» Supplied data
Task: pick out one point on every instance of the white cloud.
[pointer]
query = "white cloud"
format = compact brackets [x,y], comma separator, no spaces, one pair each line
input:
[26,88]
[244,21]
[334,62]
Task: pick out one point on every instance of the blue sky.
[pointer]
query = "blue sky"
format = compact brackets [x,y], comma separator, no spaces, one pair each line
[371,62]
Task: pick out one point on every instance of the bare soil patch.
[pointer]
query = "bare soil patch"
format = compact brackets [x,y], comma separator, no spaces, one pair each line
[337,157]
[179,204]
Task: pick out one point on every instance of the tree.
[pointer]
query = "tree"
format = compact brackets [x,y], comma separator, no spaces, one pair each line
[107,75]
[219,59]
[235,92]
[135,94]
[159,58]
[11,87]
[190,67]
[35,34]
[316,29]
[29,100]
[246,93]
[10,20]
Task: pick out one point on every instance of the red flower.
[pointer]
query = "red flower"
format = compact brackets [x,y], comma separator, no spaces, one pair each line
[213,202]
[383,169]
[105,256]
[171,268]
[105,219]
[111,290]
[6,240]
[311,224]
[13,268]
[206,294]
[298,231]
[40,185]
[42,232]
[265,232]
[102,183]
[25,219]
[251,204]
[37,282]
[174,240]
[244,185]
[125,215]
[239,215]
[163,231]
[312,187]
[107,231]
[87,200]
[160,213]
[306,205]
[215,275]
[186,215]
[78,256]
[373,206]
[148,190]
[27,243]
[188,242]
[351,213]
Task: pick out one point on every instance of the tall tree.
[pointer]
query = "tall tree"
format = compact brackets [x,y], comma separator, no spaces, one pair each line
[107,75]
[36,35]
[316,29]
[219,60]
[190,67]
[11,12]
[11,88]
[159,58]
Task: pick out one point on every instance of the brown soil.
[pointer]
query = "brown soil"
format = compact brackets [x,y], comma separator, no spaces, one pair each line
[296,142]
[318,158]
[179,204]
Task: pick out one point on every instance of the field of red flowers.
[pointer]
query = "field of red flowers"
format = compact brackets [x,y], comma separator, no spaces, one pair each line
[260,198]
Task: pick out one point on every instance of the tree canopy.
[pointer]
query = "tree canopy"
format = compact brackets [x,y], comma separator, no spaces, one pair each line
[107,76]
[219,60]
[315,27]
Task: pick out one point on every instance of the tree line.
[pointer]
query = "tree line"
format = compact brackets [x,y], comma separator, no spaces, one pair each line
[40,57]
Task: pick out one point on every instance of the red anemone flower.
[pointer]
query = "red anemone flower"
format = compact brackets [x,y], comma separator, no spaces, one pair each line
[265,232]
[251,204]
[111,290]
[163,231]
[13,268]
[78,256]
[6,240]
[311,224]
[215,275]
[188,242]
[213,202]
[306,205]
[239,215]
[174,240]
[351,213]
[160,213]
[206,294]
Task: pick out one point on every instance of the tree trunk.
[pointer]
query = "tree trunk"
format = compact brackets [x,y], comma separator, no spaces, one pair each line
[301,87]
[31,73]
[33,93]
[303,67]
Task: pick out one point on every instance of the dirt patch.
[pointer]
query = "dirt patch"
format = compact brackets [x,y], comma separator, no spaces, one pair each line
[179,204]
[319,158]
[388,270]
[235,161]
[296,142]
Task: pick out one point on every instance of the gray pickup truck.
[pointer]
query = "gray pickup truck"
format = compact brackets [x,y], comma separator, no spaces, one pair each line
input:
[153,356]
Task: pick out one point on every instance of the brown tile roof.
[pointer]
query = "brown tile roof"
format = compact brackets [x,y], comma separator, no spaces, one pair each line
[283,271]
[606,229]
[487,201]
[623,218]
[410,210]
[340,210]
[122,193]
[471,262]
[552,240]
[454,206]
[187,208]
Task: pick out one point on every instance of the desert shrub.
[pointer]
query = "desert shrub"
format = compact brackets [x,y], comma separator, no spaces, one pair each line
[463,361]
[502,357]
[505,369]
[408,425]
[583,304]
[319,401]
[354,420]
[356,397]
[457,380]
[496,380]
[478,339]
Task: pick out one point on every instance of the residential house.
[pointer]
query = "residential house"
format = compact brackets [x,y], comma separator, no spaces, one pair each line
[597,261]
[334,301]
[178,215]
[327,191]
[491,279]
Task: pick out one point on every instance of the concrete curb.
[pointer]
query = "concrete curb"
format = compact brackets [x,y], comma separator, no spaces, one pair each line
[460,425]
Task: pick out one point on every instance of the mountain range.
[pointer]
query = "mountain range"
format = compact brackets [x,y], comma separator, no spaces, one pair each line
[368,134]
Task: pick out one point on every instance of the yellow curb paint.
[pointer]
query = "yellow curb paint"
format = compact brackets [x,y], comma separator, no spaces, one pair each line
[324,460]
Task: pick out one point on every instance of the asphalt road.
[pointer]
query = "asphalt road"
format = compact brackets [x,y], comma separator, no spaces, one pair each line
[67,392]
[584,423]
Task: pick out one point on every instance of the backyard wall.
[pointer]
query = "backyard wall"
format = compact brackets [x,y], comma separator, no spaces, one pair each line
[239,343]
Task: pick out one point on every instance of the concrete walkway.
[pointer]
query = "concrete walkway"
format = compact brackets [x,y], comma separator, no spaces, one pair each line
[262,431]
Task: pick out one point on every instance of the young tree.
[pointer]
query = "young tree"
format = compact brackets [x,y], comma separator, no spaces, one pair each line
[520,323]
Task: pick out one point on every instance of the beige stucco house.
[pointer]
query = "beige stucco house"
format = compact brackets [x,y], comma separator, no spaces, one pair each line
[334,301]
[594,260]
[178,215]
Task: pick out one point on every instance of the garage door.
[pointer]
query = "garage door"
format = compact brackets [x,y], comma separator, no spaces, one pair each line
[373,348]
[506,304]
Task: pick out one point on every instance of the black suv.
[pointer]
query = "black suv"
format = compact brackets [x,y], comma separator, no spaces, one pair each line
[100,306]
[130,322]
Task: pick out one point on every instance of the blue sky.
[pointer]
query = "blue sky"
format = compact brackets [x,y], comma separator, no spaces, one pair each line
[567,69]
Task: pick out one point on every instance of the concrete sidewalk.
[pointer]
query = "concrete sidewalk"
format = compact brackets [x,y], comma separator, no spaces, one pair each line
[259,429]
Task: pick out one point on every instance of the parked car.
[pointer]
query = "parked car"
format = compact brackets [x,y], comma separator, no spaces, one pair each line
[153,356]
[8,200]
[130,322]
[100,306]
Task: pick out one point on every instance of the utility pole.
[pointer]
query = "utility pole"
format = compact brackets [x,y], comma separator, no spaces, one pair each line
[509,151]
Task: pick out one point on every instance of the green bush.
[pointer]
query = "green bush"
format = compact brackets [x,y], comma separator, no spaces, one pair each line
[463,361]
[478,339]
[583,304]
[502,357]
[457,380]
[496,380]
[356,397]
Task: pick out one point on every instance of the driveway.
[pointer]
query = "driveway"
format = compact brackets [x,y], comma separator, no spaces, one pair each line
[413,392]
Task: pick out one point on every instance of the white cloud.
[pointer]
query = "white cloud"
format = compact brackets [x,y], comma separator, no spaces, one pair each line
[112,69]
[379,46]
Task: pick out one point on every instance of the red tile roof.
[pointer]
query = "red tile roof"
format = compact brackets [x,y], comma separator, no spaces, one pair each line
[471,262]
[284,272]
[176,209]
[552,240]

» What you are asked to do
Starting from the line containing "Task: pick out one point on every instance of the green", repeat each line through the end of the entries, exactly.

» Exercise solution
Task: pick out one point on every instance of the green bush.
[pointer]
query = "green bush"
format = compact brackets [x,y], comma separator, no spaces, one pair each line
[463,361]
[478,339]
[583,304]
[502,357]
[457,380]
[496,380]
[356,397]
Task: pick out one point on every instance of the driveway.
[pointer]
query = "driveway"
format = compact brackets [x,y], comma separator, no spaces, one pair each line
[413,392]
Task: pick out one point on every instance of the white cloud.
[pointer]
query = "white cloud"
format = compact brackets [x,y], comma separator, no spaces, one pair each line
[112,69]
[379,46]
Task: pick out one point on every instance of the red tile roof.
[pointer]
query = "red tile roof"
format = compact brackets [x,y], comma separator, no spaces, one pair each line
[471,262]
[284,272]
[176,209]
[552,240]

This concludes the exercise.